Given passage:
---*---

Example 1. Application of signing date rule. On January 3 of Year 1, P and T sign a binding contract pursuant to which T will be merged with and into P on June 1 of Year 1. Pursuant to the contract, the T shareholders will receive 40 P shares and $60 of cash in exchange for all of the outstanding stock of T. Twenty of the P shares, however, will be placed in escrow to secure customary target representations and warranties. The P stock is listed on an established market. On January 2 of Year 1, the value of the P stock is $1 per share. On June 1 of Year 1, T merges with and into P pursuant to the terms of the contract. On that date, the value of the P stock is $.25 per share. None of the stock placed in escrow is returned to P. Because the contract provides for the number of shares of P and the amount of money to be exchanged for all of the proprietary interests in T, under this paragraph (e)(2), there is a binding contract providing for fixed consideration as of January 3 of Year 1. Therefore, whether the transaction satisfies the continuity of interest requirement is determined by reference to the value of the P stock on January 2 of Year 1. Because, for continuity of interest purposes, the T stock is exchanged for $40 of P stock and $60 of cash, the transaction preserves a substantial part of the value of the proprietary interest in T. Therefore, the transaction satisfies the continuity of interest requirement.

Example 2. Treatment of forfeited escrowed stock. (i) Escrowed stock. The facts are the same as in Example 1 except that T’s breach of a representation results in the escrowed consideration being returned to P. Because the contract provides for the number of shares of P and the amount of money to be exchanged for all of the proprietary interests in T, under this paragraph (e)(2), there is a binding contract providing for fixed consideration as of January 3 of Year 1. Therefore, whether the transaction satisfies the continuity of interest requirement is determined by reference to the value of the P stock on January 2 of Year 1. Pursuant to paragraph (e)(1)(i) of §1.368-1, for continuity of interest purposes, the T stock is exchanged for $20 of P stock and $60 of cash, the transaction does not preserve a substantial part of the value of the proprietary interest in T. Therefore, the transaction does not satisfy the continuity of interest requirement.

---*---

Exercise inputs:

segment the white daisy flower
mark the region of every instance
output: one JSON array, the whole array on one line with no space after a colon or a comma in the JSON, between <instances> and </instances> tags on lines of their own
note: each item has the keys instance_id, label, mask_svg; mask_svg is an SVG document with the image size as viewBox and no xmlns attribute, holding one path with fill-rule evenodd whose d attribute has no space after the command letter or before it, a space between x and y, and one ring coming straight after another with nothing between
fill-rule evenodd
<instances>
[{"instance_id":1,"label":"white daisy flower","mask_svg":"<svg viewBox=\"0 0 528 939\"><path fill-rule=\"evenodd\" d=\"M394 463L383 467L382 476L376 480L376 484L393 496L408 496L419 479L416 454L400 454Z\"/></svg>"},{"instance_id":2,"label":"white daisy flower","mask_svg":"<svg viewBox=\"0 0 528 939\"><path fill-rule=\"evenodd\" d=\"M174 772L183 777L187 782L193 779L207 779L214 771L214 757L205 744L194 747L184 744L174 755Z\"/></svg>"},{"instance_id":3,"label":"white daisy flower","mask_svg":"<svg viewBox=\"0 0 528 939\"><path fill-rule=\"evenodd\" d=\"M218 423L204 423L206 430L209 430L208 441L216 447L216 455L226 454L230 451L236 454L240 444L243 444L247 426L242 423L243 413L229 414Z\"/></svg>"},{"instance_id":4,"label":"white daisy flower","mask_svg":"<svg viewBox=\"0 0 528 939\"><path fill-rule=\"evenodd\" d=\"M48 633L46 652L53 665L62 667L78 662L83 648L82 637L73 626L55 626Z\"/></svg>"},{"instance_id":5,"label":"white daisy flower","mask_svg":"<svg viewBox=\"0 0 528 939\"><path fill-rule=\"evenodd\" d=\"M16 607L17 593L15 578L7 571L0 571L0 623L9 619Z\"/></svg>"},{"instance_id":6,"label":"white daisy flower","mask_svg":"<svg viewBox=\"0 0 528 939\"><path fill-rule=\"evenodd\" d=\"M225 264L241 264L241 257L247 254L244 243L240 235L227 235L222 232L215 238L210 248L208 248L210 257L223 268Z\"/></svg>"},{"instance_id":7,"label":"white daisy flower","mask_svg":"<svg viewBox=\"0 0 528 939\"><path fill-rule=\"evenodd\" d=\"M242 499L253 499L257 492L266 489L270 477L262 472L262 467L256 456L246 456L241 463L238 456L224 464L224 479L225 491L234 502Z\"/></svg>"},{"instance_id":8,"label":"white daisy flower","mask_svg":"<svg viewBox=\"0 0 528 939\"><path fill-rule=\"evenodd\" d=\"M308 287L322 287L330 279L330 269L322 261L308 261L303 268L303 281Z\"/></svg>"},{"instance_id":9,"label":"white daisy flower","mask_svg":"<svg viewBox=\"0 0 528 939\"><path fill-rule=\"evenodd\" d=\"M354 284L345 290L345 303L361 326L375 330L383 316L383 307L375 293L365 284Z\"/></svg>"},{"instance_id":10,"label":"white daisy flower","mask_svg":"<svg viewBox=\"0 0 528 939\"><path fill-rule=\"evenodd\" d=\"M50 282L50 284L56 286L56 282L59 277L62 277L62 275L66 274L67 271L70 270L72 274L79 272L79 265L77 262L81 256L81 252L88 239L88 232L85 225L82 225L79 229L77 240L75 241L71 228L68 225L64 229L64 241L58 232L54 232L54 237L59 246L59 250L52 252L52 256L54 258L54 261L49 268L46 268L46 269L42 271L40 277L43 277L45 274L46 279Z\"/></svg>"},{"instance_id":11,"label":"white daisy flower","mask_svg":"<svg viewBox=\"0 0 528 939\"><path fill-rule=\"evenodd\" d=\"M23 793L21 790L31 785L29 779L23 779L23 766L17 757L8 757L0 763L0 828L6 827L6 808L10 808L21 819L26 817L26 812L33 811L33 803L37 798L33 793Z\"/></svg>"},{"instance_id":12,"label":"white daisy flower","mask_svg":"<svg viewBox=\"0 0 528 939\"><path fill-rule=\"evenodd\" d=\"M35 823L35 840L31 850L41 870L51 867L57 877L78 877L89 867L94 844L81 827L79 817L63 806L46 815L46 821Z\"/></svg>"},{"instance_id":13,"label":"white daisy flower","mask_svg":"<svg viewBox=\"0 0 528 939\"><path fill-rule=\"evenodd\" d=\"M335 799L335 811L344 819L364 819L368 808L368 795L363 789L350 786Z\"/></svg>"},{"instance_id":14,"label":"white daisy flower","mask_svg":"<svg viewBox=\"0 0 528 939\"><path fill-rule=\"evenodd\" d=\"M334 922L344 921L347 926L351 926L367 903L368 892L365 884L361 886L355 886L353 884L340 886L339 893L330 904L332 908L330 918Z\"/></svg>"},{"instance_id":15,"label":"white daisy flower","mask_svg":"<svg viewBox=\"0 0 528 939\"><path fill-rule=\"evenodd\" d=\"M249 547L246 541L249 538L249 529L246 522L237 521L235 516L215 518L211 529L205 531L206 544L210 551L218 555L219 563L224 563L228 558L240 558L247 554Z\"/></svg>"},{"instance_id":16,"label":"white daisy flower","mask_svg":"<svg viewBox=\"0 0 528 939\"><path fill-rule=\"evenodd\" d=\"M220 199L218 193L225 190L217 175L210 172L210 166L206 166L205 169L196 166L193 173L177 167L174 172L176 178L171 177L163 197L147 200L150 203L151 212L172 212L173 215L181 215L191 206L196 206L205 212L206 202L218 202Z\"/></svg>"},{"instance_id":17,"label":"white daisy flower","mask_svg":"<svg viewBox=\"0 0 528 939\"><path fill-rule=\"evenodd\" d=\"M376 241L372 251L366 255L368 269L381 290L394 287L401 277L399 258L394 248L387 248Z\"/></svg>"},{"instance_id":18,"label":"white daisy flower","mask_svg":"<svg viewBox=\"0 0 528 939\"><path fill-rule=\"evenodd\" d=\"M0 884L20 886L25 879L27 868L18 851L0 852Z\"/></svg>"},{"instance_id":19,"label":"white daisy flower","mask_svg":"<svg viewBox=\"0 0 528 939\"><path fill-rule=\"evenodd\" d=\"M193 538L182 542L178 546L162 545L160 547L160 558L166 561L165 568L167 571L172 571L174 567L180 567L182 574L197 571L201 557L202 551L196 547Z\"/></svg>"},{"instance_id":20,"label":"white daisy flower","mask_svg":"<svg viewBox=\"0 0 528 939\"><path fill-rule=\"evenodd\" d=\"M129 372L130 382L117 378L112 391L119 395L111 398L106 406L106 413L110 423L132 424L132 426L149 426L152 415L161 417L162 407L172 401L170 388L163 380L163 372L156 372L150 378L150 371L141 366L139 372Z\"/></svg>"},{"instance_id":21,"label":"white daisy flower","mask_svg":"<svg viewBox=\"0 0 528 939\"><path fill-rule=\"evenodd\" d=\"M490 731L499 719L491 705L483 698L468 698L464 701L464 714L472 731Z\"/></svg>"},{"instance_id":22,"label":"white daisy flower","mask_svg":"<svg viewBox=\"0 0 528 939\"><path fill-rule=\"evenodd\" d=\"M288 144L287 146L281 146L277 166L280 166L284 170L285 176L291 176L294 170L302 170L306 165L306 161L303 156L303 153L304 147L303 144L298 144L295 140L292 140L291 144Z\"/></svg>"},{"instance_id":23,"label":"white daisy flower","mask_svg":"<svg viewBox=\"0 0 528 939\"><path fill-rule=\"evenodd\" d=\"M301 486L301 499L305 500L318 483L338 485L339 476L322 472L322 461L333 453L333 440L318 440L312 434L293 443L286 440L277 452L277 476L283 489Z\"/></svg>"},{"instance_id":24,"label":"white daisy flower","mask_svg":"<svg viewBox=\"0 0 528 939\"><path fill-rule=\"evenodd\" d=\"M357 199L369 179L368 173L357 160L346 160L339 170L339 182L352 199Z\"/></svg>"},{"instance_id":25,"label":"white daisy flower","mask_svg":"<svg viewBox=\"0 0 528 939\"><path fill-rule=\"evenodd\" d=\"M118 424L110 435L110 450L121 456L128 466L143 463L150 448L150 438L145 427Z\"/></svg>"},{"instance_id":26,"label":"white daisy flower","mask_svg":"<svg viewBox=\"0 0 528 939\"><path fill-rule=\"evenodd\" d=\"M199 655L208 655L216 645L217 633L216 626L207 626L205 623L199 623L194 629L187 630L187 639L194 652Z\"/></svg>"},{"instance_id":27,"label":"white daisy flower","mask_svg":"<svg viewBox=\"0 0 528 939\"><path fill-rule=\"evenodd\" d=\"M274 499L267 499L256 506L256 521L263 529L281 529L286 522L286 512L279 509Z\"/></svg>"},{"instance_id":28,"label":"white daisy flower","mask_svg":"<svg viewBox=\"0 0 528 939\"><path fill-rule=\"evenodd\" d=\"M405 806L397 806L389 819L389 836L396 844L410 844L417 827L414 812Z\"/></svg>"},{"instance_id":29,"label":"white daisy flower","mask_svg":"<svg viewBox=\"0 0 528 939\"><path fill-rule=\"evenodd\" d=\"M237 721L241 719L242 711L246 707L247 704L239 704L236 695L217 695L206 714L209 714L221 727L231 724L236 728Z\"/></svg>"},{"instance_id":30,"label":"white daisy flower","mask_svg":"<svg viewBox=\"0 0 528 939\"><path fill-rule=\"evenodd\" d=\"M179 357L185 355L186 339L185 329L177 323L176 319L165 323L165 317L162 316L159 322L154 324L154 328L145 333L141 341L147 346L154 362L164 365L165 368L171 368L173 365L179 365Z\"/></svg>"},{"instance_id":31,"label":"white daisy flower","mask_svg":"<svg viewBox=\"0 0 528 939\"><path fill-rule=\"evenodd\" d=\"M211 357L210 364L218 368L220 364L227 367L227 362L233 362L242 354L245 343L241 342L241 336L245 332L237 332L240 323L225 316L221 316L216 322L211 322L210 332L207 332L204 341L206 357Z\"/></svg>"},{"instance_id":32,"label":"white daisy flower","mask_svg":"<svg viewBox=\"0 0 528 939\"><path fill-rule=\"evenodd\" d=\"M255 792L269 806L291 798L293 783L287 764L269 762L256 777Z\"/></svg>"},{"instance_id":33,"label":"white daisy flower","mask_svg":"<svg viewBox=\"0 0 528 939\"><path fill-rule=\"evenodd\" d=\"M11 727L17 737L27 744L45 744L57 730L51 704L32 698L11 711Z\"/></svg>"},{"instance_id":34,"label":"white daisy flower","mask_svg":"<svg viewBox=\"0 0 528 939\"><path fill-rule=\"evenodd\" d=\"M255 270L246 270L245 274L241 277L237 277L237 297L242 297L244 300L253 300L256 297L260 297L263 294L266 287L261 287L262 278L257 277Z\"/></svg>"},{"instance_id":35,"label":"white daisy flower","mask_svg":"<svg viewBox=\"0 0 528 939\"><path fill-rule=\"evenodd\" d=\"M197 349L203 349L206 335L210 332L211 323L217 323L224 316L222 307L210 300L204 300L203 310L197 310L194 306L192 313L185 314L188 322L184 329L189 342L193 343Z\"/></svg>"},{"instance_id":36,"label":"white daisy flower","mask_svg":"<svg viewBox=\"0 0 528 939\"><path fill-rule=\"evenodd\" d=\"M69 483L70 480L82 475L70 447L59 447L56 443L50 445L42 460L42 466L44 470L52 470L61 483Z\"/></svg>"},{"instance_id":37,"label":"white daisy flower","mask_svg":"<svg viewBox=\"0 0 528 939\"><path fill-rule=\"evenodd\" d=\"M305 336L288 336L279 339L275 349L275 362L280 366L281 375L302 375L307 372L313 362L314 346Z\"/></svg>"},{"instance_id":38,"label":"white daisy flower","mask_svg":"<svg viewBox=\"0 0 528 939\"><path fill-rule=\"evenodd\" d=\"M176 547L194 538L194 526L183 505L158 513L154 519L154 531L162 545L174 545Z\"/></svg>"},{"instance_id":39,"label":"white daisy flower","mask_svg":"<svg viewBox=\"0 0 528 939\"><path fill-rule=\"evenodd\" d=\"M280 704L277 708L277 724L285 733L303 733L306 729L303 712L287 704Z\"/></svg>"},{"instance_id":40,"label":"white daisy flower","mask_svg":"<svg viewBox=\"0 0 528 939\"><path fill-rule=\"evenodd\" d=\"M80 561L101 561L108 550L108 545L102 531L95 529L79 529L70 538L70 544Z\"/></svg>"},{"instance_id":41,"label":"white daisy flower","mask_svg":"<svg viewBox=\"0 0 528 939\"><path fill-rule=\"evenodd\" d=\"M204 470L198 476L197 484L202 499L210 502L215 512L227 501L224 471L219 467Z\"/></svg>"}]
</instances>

---*---

Task requirements:
A. Rewrite the paragraph of the continuity of interest examples that begins "Example 2. Treatment of forfeited escrowed stock." as a short bulleted list that keeps its main facts.
B. In the records, replace "daisy" with "lily" in the lines running from the first line through the line with "output: one JSON". Return only those lines and leave everything else unchanged.

Full solutions:
A.
- Facts are the same as in Example 1, except that T's breach of a representation causes the escrowed consideration to be returned to P.
- The contract fixes the number of P shares and the amount of money to be exchanged for all proprietary interests in T. Under paragraph (e)(2), it is therefore a binding contract providing for fixed consideration as of January 3 of Year 1.
- Continuity of interest is measured by the value of the P stock on January 2 of Year 1.
- Under paragraph (e)(1)(i) of §1.368-1, the T stock is treated as exchanged for $20 of P stock and $60 of cash.
- The transaction does not preserve a substantial part of the value of the proprietary interest in T, so it does not satisfy the continuity of interest requirement.

B.
segment the white lily flower
mark the region of every instance
output: one JSON array, the whole array on one line with no space after a colon or a comma in the JSON, between <instances> and </instances> tags on lines of their own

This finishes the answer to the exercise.